◆ **Zadania do wykonania**
(1) Oceń, czy każde z poniższych stwierdzeń jest zgodne z wybranym fragmentem, odpowiadając „tak” lub „nie” i przytaczając rozstrzygające słowa tekstu: (a) Chuck prawdopodobnie stanie się celem Ivy, bo jest bogaty; (b) w pierwszym i drugim sezonie Dan był moralnym chłopakiem; (c) fragment wyjaśnia, po co pani dziekan przyjęła S. z powrotem.
(2) Kto według wybranego fragmentu odetchnie z ulgą, gdy S. rzuci szkołę?
(3) Przedstaw w formie krótkiej listy akapit z wybranego fragmentu zaczynający się od słów „Co do S., niech sobie rzuca szkołę”, zachowując jego główne informacje.
═════ Wybrany fragment
Przypuszczałam, że poroni. No i wiedziałam, że Blair będzie żyć w zaprzeczeniu, czyli będzie przekonywała siebie samą, że jest w ciąży w Louisem. Ciekawe jak rozwiążą ich związek. Chuck pewnie stanie się celem Ivy, ponieważ jest bogaty, a jej się nie przelewa. Co jej po biednym Danie, który swoją drogą coraz bardziej się pogrąża. Po tym sezonie chyba już nic nie zostanie z moralnego chłopaka, jakim był w pierwszym i drugim sezonie.
Co do S., niech sobie rzuca szkołę. I tak do niej nie pasowała, to co wyprawiała na studiach stanowi obrazę dla prawdziwych studentów. No i pani dziekan odetchnie z ulgą, że wreszcie pozbędzie się kłopotu. Swoją drogą nie wiem, po co ona przyjmowała ją z powrotem.
══════════
═════ Zapisane wpisy
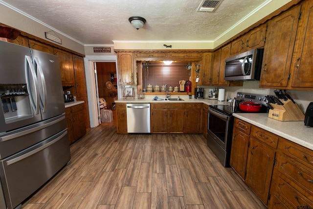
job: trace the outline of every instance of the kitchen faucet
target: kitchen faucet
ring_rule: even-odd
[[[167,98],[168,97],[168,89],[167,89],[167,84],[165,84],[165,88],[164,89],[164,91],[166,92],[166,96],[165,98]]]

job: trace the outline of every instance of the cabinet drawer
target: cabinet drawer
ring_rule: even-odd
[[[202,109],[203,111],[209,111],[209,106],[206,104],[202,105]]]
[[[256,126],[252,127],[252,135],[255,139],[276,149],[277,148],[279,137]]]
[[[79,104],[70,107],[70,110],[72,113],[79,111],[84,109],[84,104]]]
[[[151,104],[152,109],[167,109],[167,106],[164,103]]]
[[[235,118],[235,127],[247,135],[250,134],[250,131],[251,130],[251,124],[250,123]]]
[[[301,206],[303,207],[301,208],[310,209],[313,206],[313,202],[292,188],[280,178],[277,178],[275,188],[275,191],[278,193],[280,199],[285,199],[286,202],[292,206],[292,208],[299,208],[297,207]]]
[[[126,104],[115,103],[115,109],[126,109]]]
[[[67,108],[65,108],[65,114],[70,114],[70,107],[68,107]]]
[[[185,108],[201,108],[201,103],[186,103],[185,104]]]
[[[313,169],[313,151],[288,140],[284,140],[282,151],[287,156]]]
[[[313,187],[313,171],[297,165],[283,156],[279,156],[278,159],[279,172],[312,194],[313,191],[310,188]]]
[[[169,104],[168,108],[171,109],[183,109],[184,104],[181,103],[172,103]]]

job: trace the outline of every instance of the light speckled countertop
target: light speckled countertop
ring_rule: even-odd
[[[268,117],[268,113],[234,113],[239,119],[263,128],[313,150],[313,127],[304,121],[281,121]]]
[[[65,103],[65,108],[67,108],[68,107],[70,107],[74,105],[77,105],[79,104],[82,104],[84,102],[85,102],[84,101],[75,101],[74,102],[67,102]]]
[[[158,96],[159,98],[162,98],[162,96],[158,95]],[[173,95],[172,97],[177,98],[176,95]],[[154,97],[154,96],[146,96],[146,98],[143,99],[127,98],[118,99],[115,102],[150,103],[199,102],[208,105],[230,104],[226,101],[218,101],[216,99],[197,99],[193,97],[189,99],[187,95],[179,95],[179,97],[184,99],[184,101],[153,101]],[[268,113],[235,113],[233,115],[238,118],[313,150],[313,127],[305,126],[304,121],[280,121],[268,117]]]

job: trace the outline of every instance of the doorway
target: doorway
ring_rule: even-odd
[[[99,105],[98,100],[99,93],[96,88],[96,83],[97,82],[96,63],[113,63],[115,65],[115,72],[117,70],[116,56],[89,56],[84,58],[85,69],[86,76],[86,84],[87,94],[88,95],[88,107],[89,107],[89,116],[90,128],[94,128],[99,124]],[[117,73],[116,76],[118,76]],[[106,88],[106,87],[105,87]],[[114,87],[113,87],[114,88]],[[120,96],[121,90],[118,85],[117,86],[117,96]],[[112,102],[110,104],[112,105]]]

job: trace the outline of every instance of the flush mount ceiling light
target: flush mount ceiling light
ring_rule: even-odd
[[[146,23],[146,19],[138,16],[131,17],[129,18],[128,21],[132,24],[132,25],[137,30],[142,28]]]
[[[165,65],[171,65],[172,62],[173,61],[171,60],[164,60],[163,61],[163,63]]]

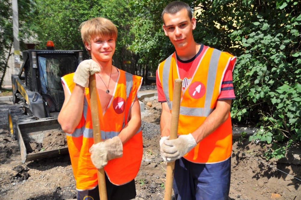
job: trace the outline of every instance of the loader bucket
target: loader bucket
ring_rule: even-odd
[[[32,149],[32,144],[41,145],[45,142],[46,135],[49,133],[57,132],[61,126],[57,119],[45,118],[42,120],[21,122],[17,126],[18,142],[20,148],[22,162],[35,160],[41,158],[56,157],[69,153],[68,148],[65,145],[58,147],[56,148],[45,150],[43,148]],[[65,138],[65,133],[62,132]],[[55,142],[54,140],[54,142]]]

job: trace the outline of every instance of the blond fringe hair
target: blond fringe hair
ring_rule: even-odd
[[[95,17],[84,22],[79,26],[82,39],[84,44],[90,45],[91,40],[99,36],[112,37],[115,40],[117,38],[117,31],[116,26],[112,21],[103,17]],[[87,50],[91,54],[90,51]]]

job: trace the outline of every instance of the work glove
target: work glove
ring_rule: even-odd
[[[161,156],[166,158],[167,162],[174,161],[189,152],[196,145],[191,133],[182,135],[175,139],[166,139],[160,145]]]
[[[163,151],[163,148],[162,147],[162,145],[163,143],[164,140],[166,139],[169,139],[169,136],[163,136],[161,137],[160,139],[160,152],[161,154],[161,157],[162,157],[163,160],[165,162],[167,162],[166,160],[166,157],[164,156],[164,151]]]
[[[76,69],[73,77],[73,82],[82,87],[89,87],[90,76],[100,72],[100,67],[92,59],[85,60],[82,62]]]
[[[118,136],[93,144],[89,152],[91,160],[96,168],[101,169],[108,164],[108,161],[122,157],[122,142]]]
══════════
═════ Zapisane wpisy
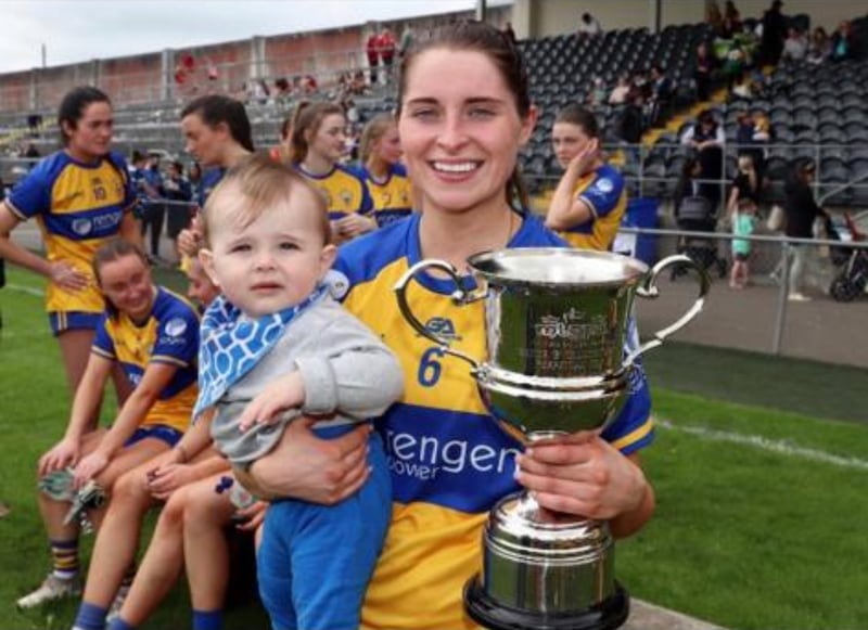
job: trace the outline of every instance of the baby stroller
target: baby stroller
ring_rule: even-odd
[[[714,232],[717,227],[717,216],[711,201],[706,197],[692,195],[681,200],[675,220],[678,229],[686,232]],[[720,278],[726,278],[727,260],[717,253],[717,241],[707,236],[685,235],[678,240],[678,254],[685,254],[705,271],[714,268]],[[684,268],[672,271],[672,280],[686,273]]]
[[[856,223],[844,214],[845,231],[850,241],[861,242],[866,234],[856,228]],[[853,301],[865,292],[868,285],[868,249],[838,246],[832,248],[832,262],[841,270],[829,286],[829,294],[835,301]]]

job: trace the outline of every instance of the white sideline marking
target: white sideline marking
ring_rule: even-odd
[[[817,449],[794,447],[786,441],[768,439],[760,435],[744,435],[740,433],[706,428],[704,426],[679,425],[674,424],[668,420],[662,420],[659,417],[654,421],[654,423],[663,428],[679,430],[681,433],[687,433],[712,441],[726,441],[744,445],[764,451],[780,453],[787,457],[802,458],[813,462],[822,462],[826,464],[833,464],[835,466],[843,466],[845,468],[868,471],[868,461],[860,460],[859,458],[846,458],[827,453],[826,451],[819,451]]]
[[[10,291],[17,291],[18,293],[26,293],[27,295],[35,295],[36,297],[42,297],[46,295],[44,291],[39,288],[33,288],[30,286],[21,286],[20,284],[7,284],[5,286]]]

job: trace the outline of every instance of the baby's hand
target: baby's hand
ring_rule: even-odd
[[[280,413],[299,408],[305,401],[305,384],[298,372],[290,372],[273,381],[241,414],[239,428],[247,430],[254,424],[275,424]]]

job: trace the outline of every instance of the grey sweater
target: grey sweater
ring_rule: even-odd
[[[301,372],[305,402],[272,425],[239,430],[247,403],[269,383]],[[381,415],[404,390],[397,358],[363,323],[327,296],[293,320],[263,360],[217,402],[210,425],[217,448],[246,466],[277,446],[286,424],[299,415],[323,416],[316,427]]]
══════════
◆ **Wyniki ćwiczenia**
(1)
(a) Tak: „Chuck pewnie stanie się celem Ivy, ponieważ jest bogaty”.
(b) Tak: „z moralnego chłopaka, jakim był w pierwszym i drugim sezonie”.
(c) Nie: „nie wiem, po co ona przyjmowała ją z powrotem”.

(2) Pani dziekan.

(3)
- S. może rzucić szkołę, bo i tak do niej nie pasowała.
- Jej zachowanie na studiach jest obrazą dla prawdziwych studentów.
- Pani dziekan odetchnie z ulgą, że pozbędzie się kłopotu.
- Nie wiadomo, po co dziekan przyjmowała S. z powrotem.